- Task to carry out
Copy the material below, starting at the line that contains "navy baseball cap?" and ending at the line that contains "98 80 L 100". Add 98 to every number in the answer outlines, and leave the requests and their formatting sample unchanged.

##############################

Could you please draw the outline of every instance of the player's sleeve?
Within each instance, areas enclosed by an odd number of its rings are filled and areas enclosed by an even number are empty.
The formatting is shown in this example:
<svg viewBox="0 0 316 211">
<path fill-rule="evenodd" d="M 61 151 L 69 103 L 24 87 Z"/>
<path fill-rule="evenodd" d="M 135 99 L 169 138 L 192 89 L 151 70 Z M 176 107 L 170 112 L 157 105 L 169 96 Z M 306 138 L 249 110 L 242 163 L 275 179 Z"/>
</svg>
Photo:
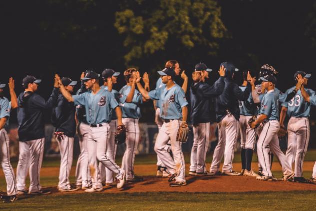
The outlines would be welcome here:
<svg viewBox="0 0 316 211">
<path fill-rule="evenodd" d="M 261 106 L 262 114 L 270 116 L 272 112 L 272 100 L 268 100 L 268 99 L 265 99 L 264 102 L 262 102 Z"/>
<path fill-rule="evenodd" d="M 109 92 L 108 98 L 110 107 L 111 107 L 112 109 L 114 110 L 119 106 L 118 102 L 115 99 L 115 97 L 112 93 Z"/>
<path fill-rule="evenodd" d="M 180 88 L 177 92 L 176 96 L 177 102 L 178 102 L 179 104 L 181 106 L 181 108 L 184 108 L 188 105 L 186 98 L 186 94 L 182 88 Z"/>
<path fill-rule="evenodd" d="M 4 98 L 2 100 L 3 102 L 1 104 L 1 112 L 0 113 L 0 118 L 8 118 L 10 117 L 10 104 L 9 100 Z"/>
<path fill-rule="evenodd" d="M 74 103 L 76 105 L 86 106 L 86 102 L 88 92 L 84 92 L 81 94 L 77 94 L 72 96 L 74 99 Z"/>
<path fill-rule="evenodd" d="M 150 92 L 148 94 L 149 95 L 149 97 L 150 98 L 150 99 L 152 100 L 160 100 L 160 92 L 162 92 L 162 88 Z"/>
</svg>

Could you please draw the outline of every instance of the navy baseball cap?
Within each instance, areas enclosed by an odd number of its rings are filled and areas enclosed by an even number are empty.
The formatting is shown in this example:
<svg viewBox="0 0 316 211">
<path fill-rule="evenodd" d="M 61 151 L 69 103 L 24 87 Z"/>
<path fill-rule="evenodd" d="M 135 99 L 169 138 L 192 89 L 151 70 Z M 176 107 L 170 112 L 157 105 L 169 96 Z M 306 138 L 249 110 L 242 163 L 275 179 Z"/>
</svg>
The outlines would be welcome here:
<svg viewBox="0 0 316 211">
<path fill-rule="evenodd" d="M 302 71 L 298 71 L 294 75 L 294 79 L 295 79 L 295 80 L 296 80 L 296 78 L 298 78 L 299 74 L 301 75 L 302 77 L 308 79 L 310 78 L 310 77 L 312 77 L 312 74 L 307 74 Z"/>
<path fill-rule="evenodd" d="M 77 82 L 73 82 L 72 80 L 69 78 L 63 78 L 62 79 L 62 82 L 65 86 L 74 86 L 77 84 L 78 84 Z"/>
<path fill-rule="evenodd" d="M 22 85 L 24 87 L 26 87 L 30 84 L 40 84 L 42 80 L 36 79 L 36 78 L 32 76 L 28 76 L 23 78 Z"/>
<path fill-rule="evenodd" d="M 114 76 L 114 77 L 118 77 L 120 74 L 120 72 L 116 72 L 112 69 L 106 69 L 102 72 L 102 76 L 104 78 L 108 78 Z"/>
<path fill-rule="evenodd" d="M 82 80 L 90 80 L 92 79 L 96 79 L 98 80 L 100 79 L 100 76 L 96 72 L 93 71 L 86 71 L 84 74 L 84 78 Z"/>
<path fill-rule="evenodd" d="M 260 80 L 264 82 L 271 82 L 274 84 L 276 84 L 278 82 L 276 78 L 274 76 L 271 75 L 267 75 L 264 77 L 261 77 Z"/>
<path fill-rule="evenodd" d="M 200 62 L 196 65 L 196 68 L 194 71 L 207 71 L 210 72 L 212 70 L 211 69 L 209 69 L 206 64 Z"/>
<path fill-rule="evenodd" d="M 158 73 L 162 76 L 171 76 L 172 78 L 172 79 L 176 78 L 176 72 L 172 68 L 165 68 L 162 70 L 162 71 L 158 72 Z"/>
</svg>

##############################

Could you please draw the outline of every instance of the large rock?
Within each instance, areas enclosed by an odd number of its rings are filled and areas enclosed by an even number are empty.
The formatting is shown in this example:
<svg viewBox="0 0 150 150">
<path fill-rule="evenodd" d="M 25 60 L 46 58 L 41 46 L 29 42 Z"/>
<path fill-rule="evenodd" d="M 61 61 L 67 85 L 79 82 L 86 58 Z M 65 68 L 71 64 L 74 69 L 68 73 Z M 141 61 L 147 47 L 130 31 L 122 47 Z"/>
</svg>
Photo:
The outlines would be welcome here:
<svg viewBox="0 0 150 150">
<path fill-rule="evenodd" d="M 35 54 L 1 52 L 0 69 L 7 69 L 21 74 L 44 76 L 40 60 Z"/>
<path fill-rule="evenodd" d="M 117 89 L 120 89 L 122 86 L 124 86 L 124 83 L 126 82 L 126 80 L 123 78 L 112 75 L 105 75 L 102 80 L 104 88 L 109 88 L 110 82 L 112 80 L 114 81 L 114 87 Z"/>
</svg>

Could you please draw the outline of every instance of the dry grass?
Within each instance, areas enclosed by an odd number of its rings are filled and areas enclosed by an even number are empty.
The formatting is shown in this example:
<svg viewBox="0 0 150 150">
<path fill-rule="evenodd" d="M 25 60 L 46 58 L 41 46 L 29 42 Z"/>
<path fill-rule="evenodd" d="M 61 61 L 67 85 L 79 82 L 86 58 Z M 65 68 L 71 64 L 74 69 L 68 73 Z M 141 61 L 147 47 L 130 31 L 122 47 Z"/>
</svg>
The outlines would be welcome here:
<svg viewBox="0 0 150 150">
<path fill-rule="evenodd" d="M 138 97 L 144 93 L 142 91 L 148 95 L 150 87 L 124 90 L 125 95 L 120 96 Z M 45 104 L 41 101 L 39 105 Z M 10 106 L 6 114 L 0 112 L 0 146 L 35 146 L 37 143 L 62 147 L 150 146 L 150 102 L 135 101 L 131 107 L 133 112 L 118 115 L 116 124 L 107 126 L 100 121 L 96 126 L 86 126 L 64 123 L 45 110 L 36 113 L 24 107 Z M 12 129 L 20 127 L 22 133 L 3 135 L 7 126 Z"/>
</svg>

##############################

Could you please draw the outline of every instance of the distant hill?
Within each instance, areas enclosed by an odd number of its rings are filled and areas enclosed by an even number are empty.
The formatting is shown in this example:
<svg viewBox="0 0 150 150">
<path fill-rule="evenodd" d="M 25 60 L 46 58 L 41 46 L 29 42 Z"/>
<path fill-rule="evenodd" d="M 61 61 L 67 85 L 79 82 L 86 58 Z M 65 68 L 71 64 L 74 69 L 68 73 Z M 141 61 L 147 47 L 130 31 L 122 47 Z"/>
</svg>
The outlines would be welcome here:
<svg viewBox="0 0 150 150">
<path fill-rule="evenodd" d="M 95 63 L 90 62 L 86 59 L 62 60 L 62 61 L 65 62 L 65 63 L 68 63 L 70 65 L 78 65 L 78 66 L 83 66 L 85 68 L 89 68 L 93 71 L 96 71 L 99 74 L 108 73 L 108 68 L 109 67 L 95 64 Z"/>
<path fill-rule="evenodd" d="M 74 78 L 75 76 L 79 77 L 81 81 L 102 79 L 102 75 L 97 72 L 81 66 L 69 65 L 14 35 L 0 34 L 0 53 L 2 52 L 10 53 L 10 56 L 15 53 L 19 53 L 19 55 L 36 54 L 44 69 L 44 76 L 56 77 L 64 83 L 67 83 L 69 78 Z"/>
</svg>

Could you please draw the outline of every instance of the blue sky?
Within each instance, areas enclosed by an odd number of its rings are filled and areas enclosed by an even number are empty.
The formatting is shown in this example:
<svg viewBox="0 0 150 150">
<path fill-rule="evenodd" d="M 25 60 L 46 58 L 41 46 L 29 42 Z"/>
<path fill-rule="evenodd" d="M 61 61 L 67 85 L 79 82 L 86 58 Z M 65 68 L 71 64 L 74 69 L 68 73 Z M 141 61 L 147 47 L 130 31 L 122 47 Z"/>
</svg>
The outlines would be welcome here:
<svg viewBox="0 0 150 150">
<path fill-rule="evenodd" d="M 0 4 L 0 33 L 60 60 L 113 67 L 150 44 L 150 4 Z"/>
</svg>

##############################

- Result below
Could you please draw the outline of every instance of the navy baseball cap?
Within each instance, areas enclosed by an odd number of its rings are filled and areas enclosed by an even number are empty.
The formatting is shown in this example:
<svg viewBox="0 0 316 211">
<path fill-rule="evenodd" d="M 61 151 L 69 103 L 24 87 Z"/>
<path fill-rule="evenodd" d="M 135 99 L 169 138 L 192 89 L 151 70 Z M 176 107 L 170 112 L 157 105 L 169 96 Z M 306 138 L 249 110 L 242 163 L 275 179 Z"/>
</svg>
The outlines would be welcome here:
<svg viewBox="98 98 414 309">
<path fill-rule="evenodd" d="M 400 169 L 396 169 L 392 173 L 392 177 L 393 177 L 393 178 L 394 178 L 394 176 L 396 176 L 397 172 L 399 173 L 400 175 L 406 177 L 408 176 L 408 175 L 410 175 L 410 172 L 405 172 Z"/>
<path fill-rule="evenodd" d="M 175 180 L 171 180 L 170 178 L 167 176 L 161 176 L 160 177 L 160 180 L 163 184 L 172 184 L 175 182 L 176 182 Z"/>
<path fill-rule="evenodd" d="M 120 183 L 122 185 L 124 185 L 128 182 L 138 182 L 140 178 L 134 177 L 134 176 L 130 174 L 126 174 L 121 176 Z"/>
<path fill-rule="evenodd" d="M 212 174 L 212 175 L 216 175 L 218 172 L 218 170 L 214 170 L 210 167 L 204 167 L 200 170 L 200 174 L 202 176 L 206 176 Z"/>
<path fill-rule="evenodd" d="M 180 178 L 188 178 L 190 177 L 194 177 L 196 178 L 198 177 L 198 174 L 194 170 L 191 169 L 184 169 L 182 172 L 182 176 Z"/>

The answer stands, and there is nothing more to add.